═══ ARTICLE

United States Intervenes

The War that raged between North and South Vietnam was one with minimal participation from the United States. In 1961, a report sent to President John F. Kennedy regarding the conditions of the war urged the President to increase the U.S. military presence to help with the war. The rationale behind U.S. involvement was a simple one, if the communist North Vietnam suffered a defeat the “domino theory” would go into effect. The belief was if one communist country in Asia fell, others would follow. With that in mind, the number of U.S. troops in South Vietnam went from less than 800 to roughly 9,000 by 1962. That number would continue to climb.

The War Escalates

The War in Vietnam continued to escalate with no end in sight. In 1963, following the assassination of President Kennedy, Lyndon B. Johnson became President of the United States. President Johnson played a key role in sending thousands of combat troops to Vietnam following the torpedo bombing of two U.S. destroyers in the Gulf of Tonkin. With congressional approval, President Johnson ordered the start of Operation Rolling Thunder, regular bombing raids on Vietnamese targets.

══════
═══ EXTRACTED RECORDS

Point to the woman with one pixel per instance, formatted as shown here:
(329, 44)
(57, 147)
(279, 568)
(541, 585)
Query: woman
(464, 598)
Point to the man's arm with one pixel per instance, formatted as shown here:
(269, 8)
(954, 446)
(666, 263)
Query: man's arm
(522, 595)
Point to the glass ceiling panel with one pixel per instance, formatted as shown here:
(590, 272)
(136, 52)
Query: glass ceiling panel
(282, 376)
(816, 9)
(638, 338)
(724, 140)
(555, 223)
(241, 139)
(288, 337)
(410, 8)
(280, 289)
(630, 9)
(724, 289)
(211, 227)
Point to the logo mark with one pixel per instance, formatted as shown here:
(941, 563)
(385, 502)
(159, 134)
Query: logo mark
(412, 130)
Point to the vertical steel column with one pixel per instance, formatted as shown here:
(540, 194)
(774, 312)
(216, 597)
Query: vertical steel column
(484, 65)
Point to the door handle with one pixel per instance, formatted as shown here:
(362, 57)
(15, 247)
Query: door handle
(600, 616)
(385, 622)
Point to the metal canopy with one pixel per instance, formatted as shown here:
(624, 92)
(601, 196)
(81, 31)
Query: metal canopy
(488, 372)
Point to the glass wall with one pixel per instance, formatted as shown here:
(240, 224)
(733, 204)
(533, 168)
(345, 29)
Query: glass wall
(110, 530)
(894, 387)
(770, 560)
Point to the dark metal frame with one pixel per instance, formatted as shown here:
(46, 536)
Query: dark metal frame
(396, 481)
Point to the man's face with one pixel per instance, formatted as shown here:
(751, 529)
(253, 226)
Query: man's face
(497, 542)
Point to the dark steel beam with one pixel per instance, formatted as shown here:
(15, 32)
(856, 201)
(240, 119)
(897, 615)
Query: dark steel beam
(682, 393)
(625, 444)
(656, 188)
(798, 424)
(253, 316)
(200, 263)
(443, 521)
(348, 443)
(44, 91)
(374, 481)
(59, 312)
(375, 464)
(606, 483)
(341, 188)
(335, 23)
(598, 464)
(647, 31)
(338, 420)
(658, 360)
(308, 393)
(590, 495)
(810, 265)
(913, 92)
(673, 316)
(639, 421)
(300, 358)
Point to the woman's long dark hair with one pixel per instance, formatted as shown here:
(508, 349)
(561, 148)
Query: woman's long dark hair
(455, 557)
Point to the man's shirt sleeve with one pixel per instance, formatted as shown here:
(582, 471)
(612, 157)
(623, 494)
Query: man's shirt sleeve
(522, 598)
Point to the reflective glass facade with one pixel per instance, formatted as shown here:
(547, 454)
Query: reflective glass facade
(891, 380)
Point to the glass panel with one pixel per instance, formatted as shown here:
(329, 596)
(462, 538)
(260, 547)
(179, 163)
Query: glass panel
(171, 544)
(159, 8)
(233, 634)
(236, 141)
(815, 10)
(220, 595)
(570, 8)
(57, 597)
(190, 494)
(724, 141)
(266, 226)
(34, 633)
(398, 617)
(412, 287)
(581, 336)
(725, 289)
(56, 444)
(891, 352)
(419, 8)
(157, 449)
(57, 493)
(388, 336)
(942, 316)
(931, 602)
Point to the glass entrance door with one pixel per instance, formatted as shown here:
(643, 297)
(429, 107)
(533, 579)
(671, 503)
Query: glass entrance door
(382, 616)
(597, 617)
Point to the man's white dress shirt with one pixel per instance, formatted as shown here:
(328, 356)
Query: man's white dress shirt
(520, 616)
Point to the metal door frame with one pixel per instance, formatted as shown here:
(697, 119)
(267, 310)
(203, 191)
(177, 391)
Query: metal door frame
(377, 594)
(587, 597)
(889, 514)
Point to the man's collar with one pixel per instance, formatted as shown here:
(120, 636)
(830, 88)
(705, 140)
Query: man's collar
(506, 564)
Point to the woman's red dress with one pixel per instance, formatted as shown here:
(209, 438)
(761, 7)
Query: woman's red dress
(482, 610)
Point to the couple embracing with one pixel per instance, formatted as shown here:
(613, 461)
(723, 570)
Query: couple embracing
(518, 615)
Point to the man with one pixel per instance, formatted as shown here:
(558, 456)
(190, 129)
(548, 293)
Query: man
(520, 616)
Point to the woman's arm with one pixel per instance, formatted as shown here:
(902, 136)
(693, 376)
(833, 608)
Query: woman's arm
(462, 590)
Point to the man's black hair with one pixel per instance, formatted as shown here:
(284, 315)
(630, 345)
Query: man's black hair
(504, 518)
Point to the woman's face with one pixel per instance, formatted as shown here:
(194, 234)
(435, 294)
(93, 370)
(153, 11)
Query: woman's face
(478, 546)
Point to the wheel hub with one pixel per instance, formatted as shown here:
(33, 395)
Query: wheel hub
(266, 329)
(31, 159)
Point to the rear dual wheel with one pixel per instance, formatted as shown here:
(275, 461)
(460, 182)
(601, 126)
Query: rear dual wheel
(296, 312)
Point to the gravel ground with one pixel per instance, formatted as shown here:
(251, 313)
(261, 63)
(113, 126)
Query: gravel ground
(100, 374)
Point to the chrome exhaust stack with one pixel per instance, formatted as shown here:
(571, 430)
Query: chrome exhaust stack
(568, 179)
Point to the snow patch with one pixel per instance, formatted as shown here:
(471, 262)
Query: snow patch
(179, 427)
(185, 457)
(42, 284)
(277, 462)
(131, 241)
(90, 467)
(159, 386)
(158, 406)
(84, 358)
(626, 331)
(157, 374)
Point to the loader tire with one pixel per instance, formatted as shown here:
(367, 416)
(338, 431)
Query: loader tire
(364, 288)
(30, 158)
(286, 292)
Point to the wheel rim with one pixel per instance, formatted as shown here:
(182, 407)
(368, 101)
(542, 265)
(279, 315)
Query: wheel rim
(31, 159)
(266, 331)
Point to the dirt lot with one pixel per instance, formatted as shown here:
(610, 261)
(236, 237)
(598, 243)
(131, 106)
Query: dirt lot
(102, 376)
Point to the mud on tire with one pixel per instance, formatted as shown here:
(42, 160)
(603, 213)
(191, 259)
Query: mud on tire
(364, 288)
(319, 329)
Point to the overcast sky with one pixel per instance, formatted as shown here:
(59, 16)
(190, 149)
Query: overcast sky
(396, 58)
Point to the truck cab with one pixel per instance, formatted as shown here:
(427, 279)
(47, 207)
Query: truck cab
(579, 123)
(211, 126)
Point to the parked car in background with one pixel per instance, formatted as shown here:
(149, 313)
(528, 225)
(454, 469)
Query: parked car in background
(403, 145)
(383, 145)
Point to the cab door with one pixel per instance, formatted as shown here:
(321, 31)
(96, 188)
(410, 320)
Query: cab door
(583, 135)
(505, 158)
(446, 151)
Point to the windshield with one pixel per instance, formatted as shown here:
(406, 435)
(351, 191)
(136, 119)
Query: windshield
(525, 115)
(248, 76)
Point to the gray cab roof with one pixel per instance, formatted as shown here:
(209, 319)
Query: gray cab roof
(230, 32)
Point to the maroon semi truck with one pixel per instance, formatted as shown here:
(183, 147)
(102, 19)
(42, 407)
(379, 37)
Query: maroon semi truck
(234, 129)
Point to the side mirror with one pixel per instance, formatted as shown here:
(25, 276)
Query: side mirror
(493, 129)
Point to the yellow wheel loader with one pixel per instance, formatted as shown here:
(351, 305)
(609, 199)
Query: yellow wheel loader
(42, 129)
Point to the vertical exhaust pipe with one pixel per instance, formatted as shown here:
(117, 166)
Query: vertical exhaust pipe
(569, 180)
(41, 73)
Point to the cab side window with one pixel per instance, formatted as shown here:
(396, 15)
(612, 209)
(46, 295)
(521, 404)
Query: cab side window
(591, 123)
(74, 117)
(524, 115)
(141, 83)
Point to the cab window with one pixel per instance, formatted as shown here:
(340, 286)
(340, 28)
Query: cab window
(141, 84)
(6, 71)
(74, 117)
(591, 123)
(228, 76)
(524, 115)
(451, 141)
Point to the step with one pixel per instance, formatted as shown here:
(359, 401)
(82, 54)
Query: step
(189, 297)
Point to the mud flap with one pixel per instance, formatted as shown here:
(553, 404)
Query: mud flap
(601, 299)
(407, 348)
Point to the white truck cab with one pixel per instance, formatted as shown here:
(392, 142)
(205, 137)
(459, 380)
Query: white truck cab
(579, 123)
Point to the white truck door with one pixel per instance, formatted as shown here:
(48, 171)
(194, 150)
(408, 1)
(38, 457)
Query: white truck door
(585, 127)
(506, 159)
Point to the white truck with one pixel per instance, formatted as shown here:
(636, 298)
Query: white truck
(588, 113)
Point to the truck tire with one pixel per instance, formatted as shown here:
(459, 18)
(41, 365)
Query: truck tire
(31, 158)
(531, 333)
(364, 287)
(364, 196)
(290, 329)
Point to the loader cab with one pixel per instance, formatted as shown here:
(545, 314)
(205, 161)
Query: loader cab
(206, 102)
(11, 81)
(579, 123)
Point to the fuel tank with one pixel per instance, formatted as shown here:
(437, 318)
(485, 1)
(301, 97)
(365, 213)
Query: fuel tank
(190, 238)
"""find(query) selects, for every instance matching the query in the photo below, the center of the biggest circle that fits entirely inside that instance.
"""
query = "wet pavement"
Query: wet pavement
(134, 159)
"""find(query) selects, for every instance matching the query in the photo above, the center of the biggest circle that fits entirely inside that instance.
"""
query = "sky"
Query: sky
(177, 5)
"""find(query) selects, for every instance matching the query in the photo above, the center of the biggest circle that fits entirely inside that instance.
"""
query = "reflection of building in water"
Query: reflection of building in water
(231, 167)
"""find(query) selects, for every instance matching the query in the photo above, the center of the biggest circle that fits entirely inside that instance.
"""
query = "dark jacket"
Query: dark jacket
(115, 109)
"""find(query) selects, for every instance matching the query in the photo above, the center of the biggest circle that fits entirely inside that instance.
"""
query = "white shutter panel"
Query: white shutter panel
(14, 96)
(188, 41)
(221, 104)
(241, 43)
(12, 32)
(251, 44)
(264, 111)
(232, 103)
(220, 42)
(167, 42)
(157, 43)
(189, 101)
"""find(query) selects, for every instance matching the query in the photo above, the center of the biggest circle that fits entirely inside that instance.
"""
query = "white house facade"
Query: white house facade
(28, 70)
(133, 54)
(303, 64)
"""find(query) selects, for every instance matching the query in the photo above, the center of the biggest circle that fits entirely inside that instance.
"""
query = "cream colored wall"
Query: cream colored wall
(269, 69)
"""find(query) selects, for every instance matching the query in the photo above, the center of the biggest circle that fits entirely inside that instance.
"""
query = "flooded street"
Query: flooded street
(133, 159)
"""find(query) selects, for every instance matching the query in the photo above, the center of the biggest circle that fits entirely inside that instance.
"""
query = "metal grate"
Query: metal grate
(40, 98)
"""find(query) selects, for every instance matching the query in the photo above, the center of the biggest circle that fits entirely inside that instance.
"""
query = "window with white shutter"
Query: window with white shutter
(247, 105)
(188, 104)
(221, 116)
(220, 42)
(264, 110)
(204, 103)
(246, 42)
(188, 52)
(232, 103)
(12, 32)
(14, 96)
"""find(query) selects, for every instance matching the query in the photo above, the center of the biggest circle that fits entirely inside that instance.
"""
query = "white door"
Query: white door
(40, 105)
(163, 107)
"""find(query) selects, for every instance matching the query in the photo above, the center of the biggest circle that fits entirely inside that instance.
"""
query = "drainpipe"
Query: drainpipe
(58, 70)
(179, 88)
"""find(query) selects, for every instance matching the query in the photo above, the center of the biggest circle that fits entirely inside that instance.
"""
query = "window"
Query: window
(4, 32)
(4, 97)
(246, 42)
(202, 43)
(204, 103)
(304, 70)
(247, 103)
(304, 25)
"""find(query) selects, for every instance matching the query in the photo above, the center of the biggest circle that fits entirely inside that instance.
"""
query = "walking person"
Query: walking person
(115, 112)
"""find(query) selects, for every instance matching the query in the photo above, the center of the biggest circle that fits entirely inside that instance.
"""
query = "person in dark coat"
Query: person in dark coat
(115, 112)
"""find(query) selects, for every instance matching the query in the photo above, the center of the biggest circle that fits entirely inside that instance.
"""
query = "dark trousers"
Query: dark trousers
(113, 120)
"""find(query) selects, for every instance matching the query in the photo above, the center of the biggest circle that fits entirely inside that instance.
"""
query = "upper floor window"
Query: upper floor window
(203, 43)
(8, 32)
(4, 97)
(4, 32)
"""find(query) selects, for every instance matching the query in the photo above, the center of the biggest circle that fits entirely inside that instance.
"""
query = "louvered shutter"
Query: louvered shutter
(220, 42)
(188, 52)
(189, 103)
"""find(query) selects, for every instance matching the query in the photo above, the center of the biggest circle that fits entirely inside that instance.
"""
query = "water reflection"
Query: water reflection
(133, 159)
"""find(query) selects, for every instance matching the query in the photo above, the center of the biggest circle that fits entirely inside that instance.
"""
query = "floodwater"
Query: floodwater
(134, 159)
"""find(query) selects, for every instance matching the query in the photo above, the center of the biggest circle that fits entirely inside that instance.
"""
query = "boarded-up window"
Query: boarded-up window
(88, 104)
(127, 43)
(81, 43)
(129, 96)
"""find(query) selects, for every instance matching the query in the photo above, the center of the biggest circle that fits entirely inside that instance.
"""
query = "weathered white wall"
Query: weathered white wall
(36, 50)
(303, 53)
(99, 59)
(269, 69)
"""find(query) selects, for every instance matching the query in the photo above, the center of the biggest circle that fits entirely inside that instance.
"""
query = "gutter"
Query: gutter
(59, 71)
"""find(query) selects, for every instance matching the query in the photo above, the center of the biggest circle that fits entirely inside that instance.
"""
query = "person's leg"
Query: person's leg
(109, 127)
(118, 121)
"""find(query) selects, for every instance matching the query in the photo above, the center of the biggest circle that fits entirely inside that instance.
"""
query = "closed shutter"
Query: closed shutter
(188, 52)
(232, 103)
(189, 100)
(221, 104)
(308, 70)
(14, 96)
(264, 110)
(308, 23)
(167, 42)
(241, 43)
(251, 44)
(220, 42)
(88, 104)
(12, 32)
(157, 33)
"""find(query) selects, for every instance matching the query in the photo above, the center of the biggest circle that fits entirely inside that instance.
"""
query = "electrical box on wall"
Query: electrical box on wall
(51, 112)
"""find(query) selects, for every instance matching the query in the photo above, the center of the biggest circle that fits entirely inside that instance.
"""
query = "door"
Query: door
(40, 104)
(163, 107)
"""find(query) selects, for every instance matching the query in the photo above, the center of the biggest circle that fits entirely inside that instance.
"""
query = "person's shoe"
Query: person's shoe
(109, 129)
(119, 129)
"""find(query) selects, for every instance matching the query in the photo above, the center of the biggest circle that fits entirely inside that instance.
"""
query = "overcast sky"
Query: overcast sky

══════

## WORK TO COMPLETE
a: Tally how many lines in the records contain the string "jacket", and reply with that number only.
b: Go on with the article on U.S. involvement in the Vietnam War, picking up right after its final sentence.

## RESPONSES PER TASK
a: 2

b:
Protests Begin

As the Vietnam War continued into 1965, opponents to the war started making their disagreement with the war known to anyone who would listen. Boxer Muhammad Ali refused to join the draft because of his disagreement with the war and spent three years in prison. Across college campuses, the anti-war movement began. As the war raged on protests continued and only increased in size. By 1967, the number of people against the war effort increased as the number of U.S. troops in Vietnam hit roughly 500,000. The U.S. alone had lost an estimated 15,000 lives with over 109,000 wounded by 1967. The annual cost of the war had reached an astounding $25 billion.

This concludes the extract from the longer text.